Given task: Can you give all the records again without altering a single character?

Material for this exercise:

>> start

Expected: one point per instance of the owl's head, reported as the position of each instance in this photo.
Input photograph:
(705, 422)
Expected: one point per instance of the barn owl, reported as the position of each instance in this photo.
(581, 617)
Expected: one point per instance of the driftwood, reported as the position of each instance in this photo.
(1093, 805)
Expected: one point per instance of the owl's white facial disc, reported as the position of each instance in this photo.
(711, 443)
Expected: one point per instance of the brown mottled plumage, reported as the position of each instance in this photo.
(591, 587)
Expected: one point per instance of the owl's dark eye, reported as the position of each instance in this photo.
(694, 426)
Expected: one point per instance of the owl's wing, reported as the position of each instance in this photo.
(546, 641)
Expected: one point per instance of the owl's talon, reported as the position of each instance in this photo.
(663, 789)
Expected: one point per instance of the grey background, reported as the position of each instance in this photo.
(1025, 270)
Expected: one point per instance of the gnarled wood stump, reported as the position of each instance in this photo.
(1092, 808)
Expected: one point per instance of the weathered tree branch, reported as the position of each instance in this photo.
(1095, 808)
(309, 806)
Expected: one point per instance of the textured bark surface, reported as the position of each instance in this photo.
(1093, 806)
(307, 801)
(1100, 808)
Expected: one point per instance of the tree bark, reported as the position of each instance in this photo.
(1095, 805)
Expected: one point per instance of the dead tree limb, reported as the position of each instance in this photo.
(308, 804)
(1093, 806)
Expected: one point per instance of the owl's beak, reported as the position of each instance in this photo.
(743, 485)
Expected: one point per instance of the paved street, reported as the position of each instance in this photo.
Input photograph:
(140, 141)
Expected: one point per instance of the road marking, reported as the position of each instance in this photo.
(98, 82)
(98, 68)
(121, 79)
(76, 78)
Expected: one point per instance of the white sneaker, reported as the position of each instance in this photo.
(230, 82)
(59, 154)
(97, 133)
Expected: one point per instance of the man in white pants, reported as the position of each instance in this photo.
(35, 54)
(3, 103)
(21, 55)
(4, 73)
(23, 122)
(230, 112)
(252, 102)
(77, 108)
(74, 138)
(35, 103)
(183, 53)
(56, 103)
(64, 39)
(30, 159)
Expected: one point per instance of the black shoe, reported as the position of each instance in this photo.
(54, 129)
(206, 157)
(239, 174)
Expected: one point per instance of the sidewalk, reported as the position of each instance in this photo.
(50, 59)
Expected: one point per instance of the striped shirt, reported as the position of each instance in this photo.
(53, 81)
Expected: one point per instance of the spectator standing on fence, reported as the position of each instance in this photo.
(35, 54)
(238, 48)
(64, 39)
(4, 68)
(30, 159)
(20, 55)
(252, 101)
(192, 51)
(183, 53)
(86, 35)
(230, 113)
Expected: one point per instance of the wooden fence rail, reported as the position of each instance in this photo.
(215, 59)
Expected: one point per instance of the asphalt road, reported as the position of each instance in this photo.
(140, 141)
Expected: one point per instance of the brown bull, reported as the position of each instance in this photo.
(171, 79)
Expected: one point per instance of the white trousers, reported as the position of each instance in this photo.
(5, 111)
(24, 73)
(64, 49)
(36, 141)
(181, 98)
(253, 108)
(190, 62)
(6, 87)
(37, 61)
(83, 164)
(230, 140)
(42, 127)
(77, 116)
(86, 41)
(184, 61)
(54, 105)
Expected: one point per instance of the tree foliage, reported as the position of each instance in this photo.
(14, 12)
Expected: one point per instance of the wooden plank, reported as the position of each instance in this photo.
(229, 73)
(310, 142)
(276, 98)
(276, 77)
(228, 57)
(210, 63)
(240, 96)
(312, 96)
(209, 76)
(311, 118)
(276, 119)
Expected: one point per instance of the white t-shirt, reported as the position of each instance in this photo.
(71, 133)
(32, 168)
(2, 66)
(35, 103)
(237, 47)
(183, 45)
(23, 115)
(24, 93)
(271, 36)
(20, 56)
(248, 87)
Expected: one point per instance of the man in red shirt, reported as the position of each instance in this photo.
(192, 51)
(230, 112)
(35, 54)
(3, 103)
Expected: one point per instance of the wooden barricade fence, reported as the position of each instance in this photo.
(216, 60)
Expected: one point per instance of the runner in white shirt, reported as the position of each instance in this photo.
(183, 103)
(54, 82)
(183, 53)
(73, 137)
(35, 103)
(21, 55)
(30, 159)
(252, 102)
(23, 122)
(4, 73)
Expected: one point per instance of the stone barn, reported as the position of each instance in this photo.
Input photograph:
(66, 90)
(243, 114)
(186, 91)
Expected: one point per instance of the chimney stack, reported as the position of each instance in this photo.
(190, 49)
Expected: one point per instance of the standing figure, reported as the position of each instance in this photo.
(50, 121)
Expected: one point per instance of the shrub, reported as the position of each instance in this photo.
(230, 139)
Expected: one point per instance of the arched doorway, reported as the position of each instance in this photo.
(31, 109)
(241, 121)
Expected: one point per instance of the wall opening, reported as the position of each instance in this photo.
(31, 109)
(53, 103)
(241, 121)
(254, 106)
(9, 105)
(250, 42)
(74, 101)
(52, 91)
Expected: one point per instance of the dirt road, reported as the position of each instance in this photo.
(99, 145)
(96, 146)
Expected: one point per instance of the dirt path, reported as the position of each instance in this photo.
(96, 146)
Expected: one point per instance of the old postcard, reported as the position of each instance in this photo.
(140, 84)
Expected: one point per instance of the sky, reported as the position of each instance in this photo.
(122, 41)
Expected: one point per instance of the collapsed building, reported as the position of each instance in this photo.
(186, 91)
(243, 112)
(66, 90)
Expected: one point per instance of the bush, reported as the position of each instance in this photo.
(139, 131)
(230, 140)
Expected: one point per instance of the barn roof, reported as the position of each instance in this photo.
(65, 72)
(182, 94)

>> end

Final result:
Expected: one point per instance of the owl's head, reported as the position of each instance in this photo.
Input photograph:
(705, 422)
Expected: one point per instance of the barn owl, reported as the position of each instance in this photo.
(581, 617)
Expected: one point per instance of the driftwood, reported as the position of each instance in this photo.
(1093, 805)
Expected: one point per instance of the owl's white facial disc, reported as the position of each instance in this photo.
(711, 443)
Expected: one point per instance of the brown mottled plumage, reported as the position of each instance in this photo.
(591, 587)
Expected: one point per instance of the owl's dark eye, reported as the position of each instance in this photo.
(694, 426)
Expected: one point per instance of the owl's wing, reported as the position of each instance in this photo.
(546, 641)
Expected: one point per instance of the owl's talon, reported as the position of each instance in this photo.
(663, 789)
Expected: one point per instance of the grey background, reported as the position of each instance in this photo.
(1025, 270)
Expected: one point per instance of the gnarled wood stump, reported as the position of each instance in this photo.
(1092, 808)
Expected: one point per instance of the weathered tree branch, reported as the position of each instance in this photo.
(1095, 808)
(309, 806)
Expected: one point per instance of the textured bark surface, reported as the position of each instance in this photo.
(1093, 806)
(307, 801)
(1100, 808)
Expected: one point per instance of the tree bark, reported as the position of each instance in this photo.
(1095, 805)
Expected: one point per instance of the dead tree limb, reported as the position of each instance in this photo.
(308, 804)
(1093, 806)
Expected: one point per instance of the owl's beak, reported as the position of each instance in this photo.
(743, 485)
Expected: one point per instance of the paved street, reported as the position of each instance in this photo.
Input photograph:
(140, 141)
Expected: one point per instance of the road marking, reported as the position of each instance in this photo.
(98, 82)
(98, 68)
(121, 79)
(76, 78)
Expected: one point per instance of the white sneaker, reported as the position of each instance in this photo.
(230, 82)
(59, 154)
(97, 133)
Expected: one point per instance of the man in white pants, reported as the position of each instance in this photo.
(35, 54)
(3, 103)
(21, 55)
(4, 73)
(23, 122)
(230, 112)
(252, 102)
(77, 108)
(74, 138)
(35, 103)
(183, 53)
(56, 103)
(64, 39)
(30, 159)
Expected: one point per instance of the black shoe, reported as the position of each instance in this photo.
(54, 129)
(206, 157)
(239, 174)
Expected: one point per instance of the sidewalk, reported as the position of each instance in this photo.
(50, 59)
Expected: one point per instance of the striped shirt, reported as the position of each instance in this photo.
(53, 81)
Expected: one point per instance of the spectator standing on fence, reported as the position of each instance in this photo.
(35, 54)
(238, 48)
(64, 39)
(4, 68)
(30, 159)
(20, 55)
(252, 101)
(192, 51)
(183, 53)
(86, 35)
(230, 113)
Expected: one point per instance of the wooden fence rail, reported as the position of each instance in this photo.
(215, 59)
Expected: one point per instance of the asphalt road, reported as the position of each instance in this photo.
(140, 141)
Expected: one point per instance of the brown bull, reported as the position of each instance in this photo.
(171, 79)
Expected: one point per instance of the white trousers, reported as the position of each instance in this photo.
(5, 111)
(24, 73)
(64, 49)
(36, 141)
(181, 98)
(253, 108)
(190, 62)
(6, 87)
(37, 61)
(83, 164)
(230, 140)
(42, 127)
(77, 116)
(86, 41)
(184, 61)
(54, 105)
Expected: one point per instance of the tree foliage, reported as the position of each instance in this photo.
(14, 12)
Expected: one point per instance of the wooden plank, reported as the position of each instance in this photo.
(229, 73)
(310, 142)
(276, 98)
(276, 77)
(228, 57)
(210, 63)
(240, 96)
(312, 96)
(209, 76)
(311, 118)
(276, 119)
Expected: one point per instance of the white t-shirt, reported as the position of each instance in this photo.
(71, 133)
(32, 168)
(2, 66)
(35, 103)
(237, 47)
(183, 45)
(23, 115)
(24, 93)
(271, 36)
(20, 56)
(248, 87)
Expected: one point per instance of the man in red shirt, reported as the position of each instance in this photo.
(192, 51)
(230, 112)
(35, 54)
(3, 103)
Expected: one point per instance of the wooden barricade fence, reported as the position of each instance in this photo.
(216, 60)
Expected: one point per instance of the runner in white shirt, reported as the position of each instance in this photo.
(183, 103)
(54, 82)
(183, 53)
(73, 137)
(35, 103)
(21, 55)
(30, 159)
(252, 102)
(23, 122)
(4, 73)
Expected: one point per instance of the stone barn, reported as the position of each instance in this photo.
Input photograph:
(66, 90)
(243, 114)
(186, 91)
Expected: one point per instance of the chimney stack, reported as the position of each instance in this photo.
(190, 49)
Expected: one point per instance of the standing figure, reported as the position of each instance in this photo.
(50, 121)
Expected: one point per instance of the shrub, reported as the position of each instance in this photo.
(230, 139)
Expected: one point per instance of the arched doorway, reported as the position of each instance in this photo.
(31, 109)
(241, 121)
Expected: one point per instance of the wall opening, reported as the position of each instance in this photo.
(31, 109)
(53, 103)
(241, 121)
(254, 106)
(9, 105)
(250, 42)
(74, 101)
(52, 91)
Expected: one point per instance of the dirt road, reported as the position of each instance in this photo.
(99, 145)
(96, 146)
Expected: one point per instance of the dirt path, reported as the position of each instance in this photo.
(96, 146)
Expected: one point per instance of the old postcard, reported as the position of each instance in this photo.
(140, 84)
Expected: one point per instance of the sky, reported as the position of each instance in this photo.
(122, 41)
Expected: one point per instance of the collapsed building, reported as the position of each instance in this photo.
(186, 91)
(243, 112)
(66, 90)
Expected: one point per instance of the bush, reported as the position of each instance in this photo.
(139, 131)
(230, 140)
Expected: one point per instance of the barn roof, reported as the position of each instance in this photo.
(65, 72)
(182, 94)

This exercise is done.